To do: Using the listing below, return each line exactly as it reads.
------
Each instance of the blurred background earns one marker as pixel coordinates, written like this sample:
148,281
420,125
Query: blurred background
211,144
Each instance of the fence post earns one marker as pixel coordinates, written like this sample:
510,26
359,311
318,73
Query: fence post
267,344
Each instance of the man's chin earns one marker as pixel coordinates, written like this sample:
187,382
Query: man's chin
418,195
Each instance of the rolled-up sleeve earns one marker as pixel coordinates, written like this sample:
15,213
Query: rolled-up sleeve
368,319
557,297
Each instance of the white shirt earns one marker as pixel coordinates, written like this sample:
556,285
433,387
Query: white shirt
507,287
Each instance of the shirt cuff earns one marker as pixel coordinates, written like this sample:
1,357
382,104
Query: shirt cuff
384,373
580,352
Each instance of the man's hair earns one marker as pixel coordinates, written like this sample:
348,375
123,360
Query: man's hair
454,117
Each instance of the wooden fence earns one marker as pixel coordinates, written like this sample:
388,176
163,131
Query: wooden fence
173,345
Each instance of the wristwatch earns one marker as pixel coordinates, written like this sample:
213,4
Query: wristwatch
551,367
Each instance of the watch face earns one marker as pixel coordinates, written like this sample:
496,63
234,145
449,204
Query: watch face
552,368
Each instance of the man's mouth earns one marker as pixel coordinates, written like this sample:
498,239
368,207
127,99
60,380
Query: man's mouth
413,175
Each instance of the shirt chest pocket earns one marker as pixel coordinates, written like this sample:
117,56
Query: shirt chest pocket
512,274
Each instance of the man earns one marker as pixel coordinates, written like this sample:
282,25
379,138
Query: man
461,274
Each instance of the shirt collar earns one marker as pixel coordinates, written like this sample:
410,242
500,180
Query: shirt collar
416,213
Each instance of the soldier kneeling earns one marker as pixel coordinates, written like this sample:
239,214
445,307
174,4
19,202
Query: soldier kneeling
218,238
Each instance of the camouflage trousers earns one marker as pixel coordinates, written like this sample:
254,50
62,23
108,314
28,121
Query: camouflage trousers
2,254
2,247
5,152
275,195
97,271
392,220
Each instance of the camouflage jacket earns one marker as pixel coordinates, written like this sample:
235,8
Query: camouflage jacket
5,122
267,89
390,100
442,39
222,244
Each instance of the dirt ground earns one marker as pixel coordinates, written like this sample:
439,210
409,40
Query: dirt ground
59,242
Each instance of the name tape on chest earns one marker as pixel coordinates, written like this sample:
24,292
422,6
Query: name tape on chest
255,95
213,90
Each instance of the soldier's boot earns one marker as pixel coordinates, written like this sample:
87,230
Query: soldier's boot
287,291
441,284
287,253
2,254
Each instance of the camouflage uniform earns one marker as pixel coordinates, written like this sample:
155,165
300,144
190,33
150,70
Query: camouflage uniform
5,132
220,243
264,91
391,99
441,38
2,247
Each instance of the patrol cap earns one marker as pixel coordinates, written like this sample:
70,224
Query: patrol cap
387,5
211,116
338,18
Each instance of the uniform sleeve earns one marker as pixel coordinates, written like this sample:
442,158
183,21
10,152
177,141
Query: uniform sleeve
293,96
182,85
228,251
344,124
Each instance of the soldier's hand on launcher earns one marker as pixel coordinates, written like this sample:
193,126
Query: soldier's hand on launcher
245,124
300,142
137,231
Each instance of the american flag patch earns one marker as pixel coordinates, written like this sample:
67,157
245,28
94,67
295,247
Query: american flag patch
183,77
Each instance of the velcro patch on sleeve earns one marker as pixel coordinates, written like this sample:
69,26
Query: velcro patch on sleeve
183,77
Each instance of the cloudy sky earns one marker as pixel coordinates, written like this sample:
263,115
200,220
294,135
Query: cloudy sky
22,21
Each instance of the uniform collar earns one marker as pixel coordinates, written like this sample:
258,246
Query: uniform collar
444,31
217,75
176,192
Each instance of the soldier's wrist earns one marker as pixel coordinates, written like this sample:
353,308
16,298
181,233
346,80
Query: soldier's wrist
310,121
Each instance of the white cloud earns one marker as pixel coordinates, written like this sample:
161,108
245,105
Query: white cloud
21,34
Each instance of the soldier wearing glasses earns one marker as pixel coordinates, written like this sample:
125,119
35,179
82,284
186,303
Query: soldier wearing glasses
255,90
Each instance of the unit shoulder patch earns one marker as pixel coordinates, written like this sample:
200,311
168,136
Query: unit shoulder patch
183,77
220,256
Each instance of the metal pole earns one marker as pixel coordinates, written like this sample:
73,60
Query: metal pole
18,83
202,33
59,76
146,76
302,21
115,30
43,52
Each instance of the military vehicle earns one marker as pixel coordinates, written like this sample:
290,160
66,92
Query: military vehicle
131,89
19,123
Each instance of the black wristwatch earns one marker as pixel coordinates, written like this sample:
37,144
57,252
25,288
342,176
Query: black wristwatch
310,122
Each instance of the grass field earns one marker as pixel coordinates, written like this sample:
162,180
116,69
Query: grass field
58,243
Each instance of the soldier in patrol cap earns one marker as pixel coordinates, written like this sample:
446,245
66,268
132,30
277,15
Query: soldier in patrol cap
------
Solution to the problem:
Each instance of the blurred background earns one marker as pixel coordinates, written like this sample:
148,281
420,125
Query: blurred background
211,144
Each instance of the fence post earns one marker as pixel coordinates, written like this sample:
510,26
359,311
318,73
Query: fence post
267,344
Each instance of the man's chin earns one marker as pixel coordinates, written like this sample:
187,382
Query: man's chin
418,195
Each instance of the rolled-up sleeve earns one marker as pixel coordinates, written like this sample:
15,213
Query: rolled-up sleeve
368,319
557,297
Each instance of the white shirt earns one marker as pixel coordinates, written like this sample:
556,285
433,387
Query: white shirt
507,287
Each instance of the shirt cuff earns one marker as pixel coordinates, written like this sample:
1,357
382,104
Query: shirt cuff
384,373
580,352
Each instance of the man's hair earns one marker as pixel coordinates, written like this sample:
348,375
123,360
Query: man's hair
454,117
Each instance of the wooden fence earns one marker as pixel coordinates, written like this sample:
388,176
163,131
Query: wooden fence
173,345
Each instance of the wristwatch earns one marker as pixel coordinates, written like this sample:
213,4
Query: wristwatch
551,367
Each instance of the watch face earns one marker as pixel coordinates, written like this sample:
496,63
234,145
449,204
Query: watch face
552,368
Each instance of the man's mouth earns one marker as pixel coordinates, written like this sample:
498,239
368,207
127,99
60,380
Query: man's mouth
413,175
Each instance of the shirt chest pocket earns one marker as pixel coordinates, written like this sample:
117,56
Query: shirt chest pocket
512,274
Each instance of the man earns one marker as pixel coordinates, written like this sample:
282,25
379,138
Query: man
461,274
Each instance of the shirt collar earns one marker as pixel coordinates, written like this sample:
410,242
500,180
Query: shirt collar
416,213
Each instance of the soldier kneeling earns one marker as pixel coordinates, written like this sample:
239,214
445,307
174,4
19,202
Query: soldier kneeling
218,238
Each instance of the camouflage trousers earns one marker as pixel coordinates, written like this sample:
254,50
62,23
108,314
28,121
Query: camouflage trousers
2,254
2,247
5,152
275,195
97,271
392,220
Each instance of the camouflage jacket earns one marker as pixel coordinates, written like this sample:
235,8
Query: camouflage jacket
5,122
267,89
390,100
442,39
222,244
Each instance of the dirt ground earns one marker as pixel coordinates, written like this sample:
439,210
409,40
Query: dirt ground
59,242
Each instance of the name tape on chest earns one marker as pixel coordinates, written like this sample:
24,292
422,6
Query: name tape on chest
255,95
213,90
Each instance of the soldier's boot earns one marker as pixel coordinates, written like this sample:
87,230
Query: soldier's boot
287,291
441,284
287,253
2,254
Each instance of the camouflage uniform earns one marker as pixel coordinates, written like this sample:
155,165
300,144
190,33
150,70
Query: camouflage uniform
5,132
220,243
264,91
391,99
441,38
2,247
Each instance of the patrol cap earns one marker as pixel coordinates, written like this sample:
70,224
Query: patrol cap
387,5
211,116
338,18
Each instance of the uniform sleeve earns one marker as pixel coordinates, written like this sample:
442,158
183,21
10,152
177,141
Query: uniform sleeve
293,96
182,85
228,251
344,124
Each instance of the soldier's hand on launcher earns one marker as pixel coordinates, written like this sample:
193,126
Query: soldier's hand on launcher
245,124
300,142
137,231
Each instance of the american flag patch earns one marker as pixel coordinates, written like this sample:
67,157
245,28
94,67
295,247
Query: american flag patch
183,77
Each instance of the velcro patch on sleeve earns one marker as pixel coordinates, written like this sample:
69,26
Query: velcro patch on sleeve
183,77
Each instance of the cloudy sky earns one marker as pixel coordinates, written like this sample:
263,115
200,220
294,135
Query: cloudy sky
22,21
Each instance of the uniform collar earns one marker as pixel coordinates, written like this sample:
258,246
Query: uniform collar
444,31
217,75
176,192
Each instance of the soldier's wrist earns one marker as pixel coordinates, written like this sample:
353,308
16,298
181,233
346,80
Query: soldier's wrist
310,121
Each instance of the white cloud earns one marker as pixel coordinates, written like this sample:
161,108
245,105
Query: white cloud
21,34
Each instance of the soldier wearing glasses earns one marker as pixel coordinates, written like this sample:
125,119
35,179
82,284
186,303
Query: soldier wearing glasses
255,90
Each instance of the unit shoulder patch earns one marker as pixel coordinates, written like this sample:
200,311
168,136
Query: unit shoulder patch
183,77
220,256
Each instance of the metal pole earns one marker as pixel coordinates, written like this sample:
73,60
Query: metal pole
18,83
202,33
59,76
146,76
302,21
115,30
43,52
Each instance of the military vehicle earns one marker as pixel coordinates, written like this sample:
290,160
66,92
Query: military vehicle
131,89
19,123
Each instance of the black wristwatch earns one marker as pixel coordinates, written like this sample:
37,144
57,252
25,288
342,176
Query: black wristwatch
310,122
Each instance of the grass field earns one marker as pixel coordinates, written like this sample:
162,180
116,69
Query: grass field
58,243
Each instance of the soldier in patrol cap earns one marker as pixel coordinates, written like this sample:
446,245
66,268
132,30
277,15
Query: soldier in patrol cap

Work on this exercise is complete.